#### Excerpt
Deutsche Bank's woes halt German bond deal
German Chancellor Angela Merkel expressed hope yesterday that problems at Deutsche Bank could be solved after the lender made clear it needed no state aid with a $14bn (€12.4bn) demand to settle claims it missold mortgage-backed securities.
Asked during a news conference if Berlin was concerned about Deutsche Bank and was considering assistance, Ms Merkel, inset, said: "I only want to say that Deutsche Bank is a part of the German banking and financial sector.
"And of course we hope that all companies, also if they face temporary problems, can develop in the right direction. I don't want to comment beyond that."
Deutsche Bank said on Monday it had no need for German government help.
On the markets, investor concerns saw the cost of insuring Deutsche Bank's riskier subordinated debt rise to a record.

#### Data excerpts
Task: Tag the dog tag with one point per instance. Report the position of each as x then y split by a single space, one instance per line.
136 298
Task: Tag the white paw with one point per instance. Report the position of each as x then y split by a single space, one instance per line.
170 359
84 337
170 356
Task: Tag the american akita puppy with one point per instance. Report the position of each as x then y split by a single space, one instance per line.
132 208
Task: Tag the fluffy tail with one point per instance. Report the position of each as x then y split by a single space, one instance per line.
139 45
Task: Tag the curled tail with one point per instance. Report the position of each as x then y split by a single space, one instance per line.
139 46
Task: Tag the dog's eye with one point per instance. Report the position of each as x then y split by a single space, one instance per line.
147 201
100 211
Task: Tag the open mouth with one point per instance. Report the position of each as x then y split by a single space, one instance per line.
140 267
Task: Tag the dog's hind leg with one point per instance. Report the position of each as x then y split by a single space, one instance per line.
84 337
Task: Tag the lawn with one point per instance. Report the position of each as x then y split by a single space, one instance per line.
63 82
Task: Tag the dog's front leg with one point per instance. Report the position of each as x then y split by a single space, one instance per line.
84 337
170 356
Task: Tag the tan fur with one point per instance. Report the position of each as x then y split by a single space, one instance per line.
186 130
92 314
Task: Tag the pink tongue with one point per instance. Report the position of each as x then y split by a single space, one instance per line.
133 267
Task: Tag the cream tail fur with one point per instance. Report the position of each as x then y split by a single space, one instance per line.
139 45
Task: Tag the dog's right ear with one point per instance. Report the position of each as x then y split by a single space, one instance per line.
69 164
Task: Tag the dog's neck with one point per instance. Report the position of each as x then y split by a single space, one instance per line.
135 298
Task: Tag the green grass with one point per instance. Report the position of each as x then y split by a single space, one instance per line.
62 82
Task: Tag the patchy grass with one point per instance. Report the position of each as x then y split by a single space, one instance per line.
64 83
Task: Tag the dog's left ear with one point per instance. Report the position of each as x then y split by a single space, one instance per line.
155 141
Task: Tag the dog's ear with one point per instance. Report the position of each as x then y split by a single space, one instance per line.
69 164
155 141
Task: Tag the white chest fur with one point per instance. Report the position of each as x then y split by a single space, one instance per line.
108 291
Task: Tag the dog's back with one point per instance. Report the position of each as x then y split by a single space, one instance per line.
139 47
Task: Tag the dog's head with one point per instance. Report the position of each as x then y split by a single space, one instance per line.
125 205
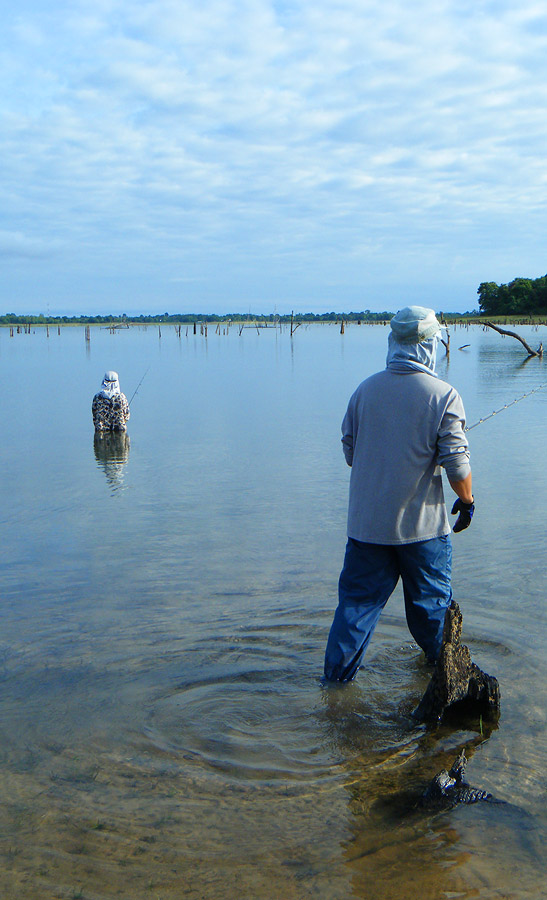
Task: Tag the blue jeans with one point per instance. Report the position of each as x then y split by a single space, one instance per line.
367 580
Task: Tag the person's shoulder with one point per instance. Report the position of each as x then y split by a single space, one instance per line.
444 388
372 380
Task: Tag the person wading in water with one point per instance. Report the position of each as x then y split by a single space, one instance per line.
110 408
401 425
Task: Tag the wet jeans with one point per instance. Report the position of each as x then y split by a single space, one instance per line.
368 578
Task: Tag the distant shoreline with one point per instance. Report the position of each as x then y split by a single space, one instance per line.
270 320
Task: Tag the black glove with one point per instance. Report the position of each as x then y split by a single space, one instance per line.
466 511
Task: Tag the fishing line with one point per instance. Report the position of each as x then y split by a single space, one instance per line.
507 405
139 384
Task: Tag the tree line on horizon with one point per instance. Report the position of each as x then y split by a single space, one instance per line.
187 318
522 296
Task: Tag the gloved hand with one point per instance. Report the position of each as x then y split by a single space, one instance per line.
466 511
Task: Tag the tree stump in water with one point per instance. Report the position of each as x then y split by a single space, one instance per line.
456 679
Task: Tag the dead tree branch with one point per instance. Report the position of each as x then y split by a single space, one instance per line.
538 352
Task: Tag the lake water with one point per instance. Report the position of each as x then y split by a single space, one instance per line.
165 606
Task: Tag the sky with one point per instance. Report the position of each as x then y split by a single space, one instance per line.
269 155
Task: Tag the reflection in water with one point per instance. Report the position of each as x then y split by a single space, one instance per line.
112 454
164 732
398 849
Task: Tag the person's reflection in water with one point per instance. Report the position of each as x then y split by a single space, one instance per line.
393 848
112 454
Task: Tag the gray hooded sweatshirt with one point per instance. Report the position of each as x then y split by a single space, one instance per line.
401 425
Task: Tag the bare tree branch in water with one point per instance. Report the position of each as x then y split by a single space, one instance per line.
538 352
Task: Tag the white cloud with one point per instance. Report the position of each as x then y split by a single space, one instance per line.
277 137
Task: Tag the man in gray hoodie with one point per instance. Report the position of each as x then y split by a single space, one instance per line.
401 425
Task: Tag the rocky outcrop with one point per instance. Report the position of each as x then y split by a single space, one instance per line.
456 680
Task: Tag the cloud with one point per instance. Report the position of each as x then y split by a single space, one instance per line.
271 138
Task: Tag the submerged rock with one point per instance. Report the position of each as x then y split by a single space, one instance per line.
456 679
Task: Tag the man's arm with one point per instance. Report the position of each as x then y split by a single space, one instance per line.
463 489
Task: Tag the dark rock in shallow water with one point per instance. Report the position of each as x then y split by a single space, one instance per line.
450 788
456 679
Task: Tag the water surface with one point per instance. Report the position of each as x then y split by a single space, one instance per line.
166 600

#### Directives
1 – In the Deutsche Bank article, what is the amount of the demand to settle claims that the lender missold mortgage-backed securities?
2 – Please explain, using the Deutsche Bank article, why the cost of insuring the bank's riskier subordinated debt rose to a record.

#### Exercise responses
1 – $14bn (€12.4bn).

2 – The article attributes the rise to investor concerns. On the markets, those concerns pushed the cost of insuring Deutsche Bank's riskier subordinated debt to a record.